_Exercise instructions_
Rescale the data from the line with "Phrase: passenger seat" through the end of the data. Repeat every line, and multiply each point coordinate by 1.9, rounding to whole numbers with halves rounded up. Give only those lines.

_Data shown_
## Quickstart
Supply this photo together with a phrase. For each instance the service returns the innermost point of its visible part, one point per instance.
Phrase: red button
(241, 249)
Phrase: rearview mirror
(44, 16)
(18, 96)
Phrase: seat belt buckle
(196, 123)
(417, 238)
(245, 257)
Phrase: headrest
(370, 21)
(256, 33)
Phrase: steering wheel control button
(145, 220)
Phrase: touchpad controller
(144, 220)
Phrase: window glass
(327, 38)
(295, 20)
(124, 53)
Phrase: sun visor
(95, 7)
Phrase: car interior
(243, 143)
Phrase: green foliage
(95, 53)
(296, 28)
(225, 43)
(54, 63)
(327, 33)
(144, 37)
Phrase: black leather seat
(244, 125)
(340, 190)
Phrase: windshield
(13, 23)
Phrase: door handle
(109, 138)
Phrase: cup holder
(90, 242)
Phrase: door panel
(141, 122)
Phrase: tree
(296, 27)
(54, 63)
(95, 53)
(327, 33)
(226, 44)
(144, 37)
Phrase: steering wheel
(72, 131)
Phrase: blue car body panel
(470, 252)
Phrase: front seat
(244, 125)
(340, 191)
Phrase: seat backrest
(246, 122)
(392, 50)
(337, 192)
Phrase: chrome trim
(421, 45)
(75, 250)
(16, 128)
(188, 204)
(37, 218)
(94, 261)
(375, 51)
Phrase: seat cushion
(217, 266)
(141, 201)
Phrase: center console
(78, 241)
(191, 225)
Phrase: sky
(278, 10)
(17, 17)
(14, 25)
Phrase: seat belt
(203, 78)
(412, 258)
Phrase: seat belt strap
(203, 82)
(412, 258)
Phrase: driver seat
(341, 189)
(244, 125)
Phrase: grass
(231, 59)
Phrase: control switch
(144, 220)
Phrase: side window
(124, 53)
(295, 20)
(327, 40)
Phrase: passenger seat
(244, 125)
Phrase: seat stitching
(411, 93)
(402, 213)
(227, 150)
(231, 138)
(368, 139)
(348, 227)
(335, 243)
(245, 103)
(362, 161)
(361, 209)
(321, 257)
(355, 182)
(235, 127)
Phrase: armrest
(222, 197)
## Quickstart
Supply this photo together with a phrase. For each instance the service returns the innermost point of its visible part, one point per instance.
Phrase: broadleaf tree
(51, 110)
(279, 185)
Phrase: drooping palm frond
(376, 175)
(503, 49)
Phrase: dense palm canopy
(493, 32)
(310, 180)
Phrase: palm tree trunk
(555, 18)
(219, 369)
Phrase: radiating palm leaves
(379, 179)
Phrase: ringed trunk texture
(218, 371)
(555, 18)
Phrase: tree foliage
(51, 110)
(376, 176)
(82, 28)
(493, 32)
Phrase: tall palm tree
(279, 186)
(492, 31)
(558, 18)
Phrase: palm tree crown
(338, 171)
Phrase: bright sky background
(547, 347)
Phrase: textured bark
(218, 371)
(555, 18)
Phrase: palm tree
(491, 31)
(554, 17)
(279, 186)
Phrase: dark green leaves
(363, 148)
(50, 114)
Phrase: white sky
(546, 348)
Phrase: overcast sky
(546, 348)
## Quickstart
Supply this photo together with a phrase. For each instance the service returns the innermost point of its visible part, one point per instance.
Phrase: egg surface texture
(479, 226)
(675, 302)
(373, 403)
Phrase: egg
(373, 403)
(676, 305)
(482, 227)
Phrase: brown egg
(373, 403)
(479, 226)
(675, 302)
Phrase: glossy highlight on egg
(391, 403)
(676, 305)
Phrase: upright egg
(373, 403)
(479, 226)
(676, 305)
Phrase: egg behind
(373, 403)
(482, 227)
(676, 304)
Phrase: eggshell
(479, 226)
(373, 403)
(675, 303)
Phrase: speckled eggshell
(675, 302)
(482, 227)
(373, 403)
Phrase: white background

_Final answer_
Phrase: passenger seat
(464, 238)
Phrase: seat stitching
(781, 177)
(764, 405)
(431, 285)
(439, 262)
(699, 264)
(661, 431)
(637, 462)
(466, 196)
(688, 306)
(686, 397)
(610, 488)
(675, 346)
(447, 241)
Phrase: armrest
(422, 374)
## Quickstart
Supply this photo together with a phrase. For each instance the service returns the innermost point of its visible part, one point per instance.
Phrase: broadleaf tree
(97, 209)
(530, 352)
Phrase: drooping palm frond
(714, 333)
(956, 93)
Phrase: dense palm canopy
(937, 61)
(589, 342)
Phrase: palm tree trunk
(1055, 34)
(416, 701)
Phrase: radiating palm leaves
(720, 340)
Phrase: ringed trunk texture
(414, 705)
(1055, 34)
Phrase: tree foliage
(97, 209)
(714, 334)
(156, 53)
(937, 61)
Phrase: tall palm tree
(530, 353)
(935, 59)
(1060, 34)
Phrase: palm tree crown
(642, 325)
Phrase: bright sky background
(1039, 659)
Phrase: textured bark
(414, 705)
(1055, 34)
Phrase: palm tree
(933, 59)
(1053, 32)
(530, 353)
Phrase: dark green leaves
(690, 281)
(95, 217)
Phrase: white sky
(1037, 661)
Phrase: overcast sky
(1037, 661)
## Quickstart
Supply this photo together with a phrase. For each instance the service returns the innermost point of its visible part, one point per instance.
Phrase: egg surface texture
(910, 429)
(1283, 574)
(709, 766)
Phrase: egg
(709, 766)
(1284, 580)
(916, 431)
Phrase: brown egg
(709, 766)
(910, 429)
(1283, 574)
Phrase: glossy highlight on egg
(743, 766)
(1284, 580)
Phrase: upright egg
(709, 766)
(910, 429)
(1284, 580)
Phrase: egg behind
(709, 766)
(916, 431)
(1284, 578)
Phrase: eggshell
(910, 429)
(709, 766)
(1283, 576)
Phrase: speckled eggshell
(1283, 574)
(916, 431)
(709, 766)
Phrase: white background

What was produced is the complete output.